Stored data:
· · ·
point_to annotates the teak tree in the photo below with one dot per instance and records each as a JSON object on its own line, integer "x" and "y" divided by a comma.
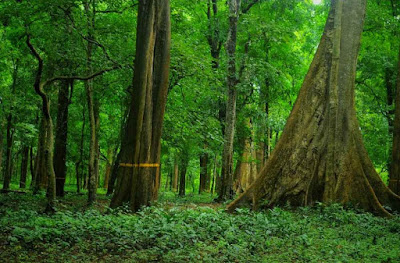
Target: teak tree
{"x": 321, "y": 156}
{"x": 138, "y": 174}
{"x": 47, "y": 123}
{"x": 394, "y": 183}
· · ·
The task: Make an exact copy of every record, pictures excluded.

Solved exercise:
point_to annotates the teak tree in the photo below with one dot per instance and records each as a JSON object on its own line, integer "x" and "y" divided by a comma.
Target: teak tree
{"x": 321, "y": 156}
{"x": 138, "y": 174}
{"x": 47, "y": 123}
{"x": 394, "y": 183}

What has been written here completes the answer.